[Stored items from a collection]
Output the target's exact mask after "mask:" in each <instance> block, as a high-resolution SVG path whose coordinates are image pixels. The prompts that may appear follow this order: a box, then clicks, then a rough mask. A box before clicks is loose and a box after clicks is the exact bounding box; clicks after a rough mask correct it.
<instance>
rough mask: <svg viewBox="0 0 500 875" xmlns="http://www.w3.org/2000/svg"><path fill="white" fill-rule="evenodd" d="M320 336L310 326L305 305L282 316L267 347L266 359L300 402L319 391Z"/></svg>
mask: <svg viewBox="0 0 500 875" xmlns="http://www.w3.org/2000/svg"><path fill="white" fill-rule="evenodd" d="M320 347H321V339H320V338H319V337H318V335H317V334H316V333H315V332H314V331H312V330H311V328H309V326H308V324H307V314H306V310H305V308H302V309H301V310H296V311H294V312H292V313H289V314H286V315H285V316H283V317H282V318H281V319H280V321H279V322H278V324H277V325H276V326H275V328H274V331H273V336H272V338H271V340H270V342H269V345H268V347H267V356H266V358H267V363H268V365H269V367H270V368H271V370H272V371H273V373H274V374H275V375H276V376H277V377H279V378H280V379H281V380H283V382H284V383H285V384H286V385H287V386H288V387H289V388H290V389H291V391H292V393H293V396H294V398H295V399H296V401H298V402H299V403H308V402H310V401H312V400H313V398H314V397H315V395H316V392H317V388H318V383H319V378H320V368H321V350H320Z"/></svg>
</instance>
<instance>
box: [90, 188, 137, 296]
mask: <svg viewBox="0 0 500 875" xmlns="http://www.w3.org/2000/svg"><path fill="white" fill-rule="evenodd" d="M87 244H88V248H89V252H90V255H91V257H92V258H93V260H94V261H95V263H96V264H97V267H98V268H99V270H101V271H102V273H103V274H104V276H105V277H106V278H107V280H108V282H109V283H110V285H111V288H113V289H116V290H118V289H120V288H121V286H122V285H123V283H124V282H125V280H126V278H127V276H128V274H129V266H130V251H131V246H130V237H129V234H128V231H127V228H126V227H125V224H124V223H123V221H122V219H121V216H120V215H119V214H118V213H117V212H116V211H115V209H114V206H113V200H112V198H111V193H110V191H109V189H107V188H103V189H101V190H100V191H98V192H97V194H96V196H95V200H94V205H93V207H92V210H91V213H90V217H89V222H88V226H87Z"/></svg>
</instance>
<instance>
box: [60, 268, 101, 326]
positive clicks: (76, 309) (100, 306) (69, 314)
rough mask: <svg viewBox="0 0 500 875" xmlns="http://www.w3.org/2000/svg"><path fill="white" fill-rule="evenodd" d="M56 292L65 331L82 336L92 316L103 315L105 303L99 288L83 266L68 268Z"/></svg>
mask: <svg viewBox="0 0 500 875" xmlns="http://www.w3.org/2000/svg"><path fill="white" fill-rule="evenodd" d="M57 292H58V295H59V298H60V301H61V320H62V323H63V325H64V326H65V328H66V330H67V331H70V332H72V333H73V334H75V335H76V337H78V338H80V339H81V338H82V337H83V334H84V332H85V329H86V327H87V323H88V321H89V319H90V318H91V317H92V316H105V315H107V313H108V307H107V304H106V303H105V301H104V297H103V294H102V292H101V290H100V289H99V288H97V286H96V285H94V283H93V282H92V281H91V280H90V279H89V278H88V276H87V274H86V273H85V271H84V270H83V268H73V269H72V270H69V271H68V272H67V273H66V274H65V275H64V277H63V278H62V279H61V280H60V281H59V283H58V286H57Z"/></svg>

_What the task requires_:
Would you restate the records word for word?

_Solution to this exercise_:
Output the target's exact mask after "mask:" in each <instance> block, as a high-resolution SVG path whose coordinates are image pixels. The prompts that may appear follow this order: a box, then clicks, then a rough mask. A box before clicks is loose and a box after clicks is the exact bounding box; clicks after a rough mask correct it.
<instance>
rough mask: <svg viewBox="0 0 500 875" xmlns="http://www.w3.org/2000/svg"><path fill="white" fill-rule="evenodd" d="M320 336L310 326L305 305L282 316L267 347L266 359L300 402L319 391Z"/></svg>
mask: <svg viewBox="0 0 500 875" xmlns="http://www.w3.org/2000/svg"><path fill="white" fill-rule="evenodd" d="M320 347H321V339H320V338H319V337H318V335H317V334H316V333H315V332H314V331H312V330H311V328H309V326H308V324H307V314H306V310H305V308H302V309H301V310H296V311H294V312H292V313H289V314H286V315H285V316H283V317H282V318H281V319H280V321H279V322H278V324H277V325H276V326H275V328H274V331H273V336H272V338H271V340H270V342H269V345H268V347H267V356H266V358H267V363H268V365H269V367H270V368H271V370H272V371H273V373H274V374H275V375H276V376H277V377H279V378H280V379H281V380H283V382H284V383H285V384H286V385H287V386H288V387H289V388H290V389H291V391H292V393H293V396H294V398H295V399H296V401H298V402H299V403H308V402H310V401H312V400H313V398H314V397H315V395H316V392H317V388H318V383H319V378H320V368H321V350H320Z"/></svg>
</instance>
<instance>
box: [90, 188, 137, 296]
mask: <svg viewBox="0 0 500 875" xmlns="http://www.w3.org/2000/svg"><path fill="white" fill-rule="evenodd" d="M87 244H88V248H89V252H90V255H91V257H92V258H93V260H94V261H95V263H96V264H97V267H98V268H99V270H101V271H102V273H103V274H104V276H105V277H106V278H107V280H108V282H109V283H110V285H111V288H113V289H116V290H118V289H120V288H121V286H122V285H123V283H124V282H125V280H126V278H127V276H128V274H129V266H130V251H131V246H130V237H129V234H128V231H127V228H126V227H125V224H124V223H123V221H122V219H121V216H120V215H119V214H118V213H117V212H116V211H115V209H114V206H113V200H112V198H111V193H110V191H109V189H107V188H103V189H101V190H100V191H98V192H97V194H96V196H95V200H94V205H93V207H92V210H91V213H90V217H89V222H88V226H87Z"/></svg>
</instance>
<instance>
box: [60, 268, 101, 326]
positive clicks: (76, 309) (100, 306) (69, 314)
rough mask: <svg viewBox="0 0 500 875" xmlns="http://www.w3.org/2000/svg"><path fill="white" fill-rule="evenodd" d="M56 292L65 331L82 336L92 316L103 315L105 303L99 288L83 266L68 268Z"/></svg>
mask: <svg viewBox="0 0 500 875" xmlns="http://www.w3.org/2000/svg"><path fill="white" fill-rule="evenodd" d="M57 292H58V295H59V298H60V301H61V320H62V323H63V325H64V326H65V328H66V330H67V331H70V332H72V333H73V334H75V335H76V337H78V338H80V339H81V338H82V337H83V334H84V332H85V329H86V327H87V323H88V321H89V319H90V318H91V317H92V316H105V315H107V313H108V307H107V304H106V303H105V301H104V297H103V294H102V292H101V290H100V289H99V288H97V286H96V285H94V283H93V282H92V281H91V280H90V279H89V278H88V276H87V274H86V273H85V271H84V270H83V268H73V269H72V270H69V271H68V272H67V273H66V274H65V275H64V277H63V278H62V279H61V280H60V281H59V283H58V286H57Z"/></svg>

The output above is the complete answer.